WHAT IS REQUIRED: Would you please repeat exactly the entries below, starting at the line with "Segment out white" and ending at the line with "Segment out curtain rod from the image above.", and nothing outside that range? Leave out the pictures.

DATA TO USE START

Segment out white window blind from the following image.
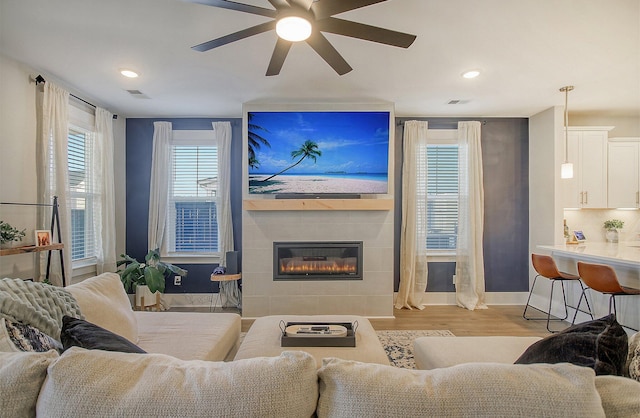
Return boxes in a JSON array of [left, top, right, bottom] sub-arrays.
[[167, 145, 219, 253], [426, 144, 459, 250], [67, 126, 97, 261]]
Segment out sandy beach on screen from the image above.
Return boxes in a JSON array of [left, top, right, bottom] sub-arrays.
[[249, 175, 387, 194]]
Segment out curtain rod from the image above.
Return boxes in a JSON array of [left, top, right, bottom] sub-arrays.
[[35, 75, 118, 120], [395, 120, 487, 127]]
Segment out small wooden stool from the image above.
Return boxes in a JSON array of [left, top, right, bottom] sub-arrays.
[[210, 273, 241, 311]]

DATA TO USE END
DATA TO USE START

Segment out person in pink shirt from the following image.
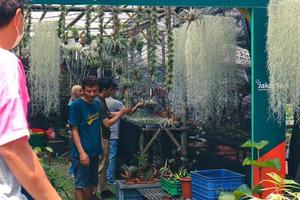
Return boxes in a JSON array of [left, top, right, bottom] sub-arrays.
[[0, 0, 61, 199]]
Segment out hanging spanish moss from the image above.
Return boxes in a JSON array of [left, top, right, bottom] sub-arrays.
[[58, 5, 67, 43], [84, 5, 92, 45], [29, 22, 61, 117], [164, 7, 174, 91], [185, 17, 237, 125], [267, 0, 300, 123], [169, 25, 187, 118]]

DATA TO USE END

RESPONSE FOR THIS EXERCISE:
Segment out white window blind from the following image.
Return boxes in a JSON array of [left, top, right, bottom] sub-arrays.
[[167, 145, 219, 253], [426, 144, 459, 250], [67, 126, 97, 261]]
Segment out sandy beach on screen from the image above.
Return boxes in a JSON array of [left, top, right, bottom] sub-arrays.
[[249, 175, 387, 194]]
Segment out curtain rod from the image above.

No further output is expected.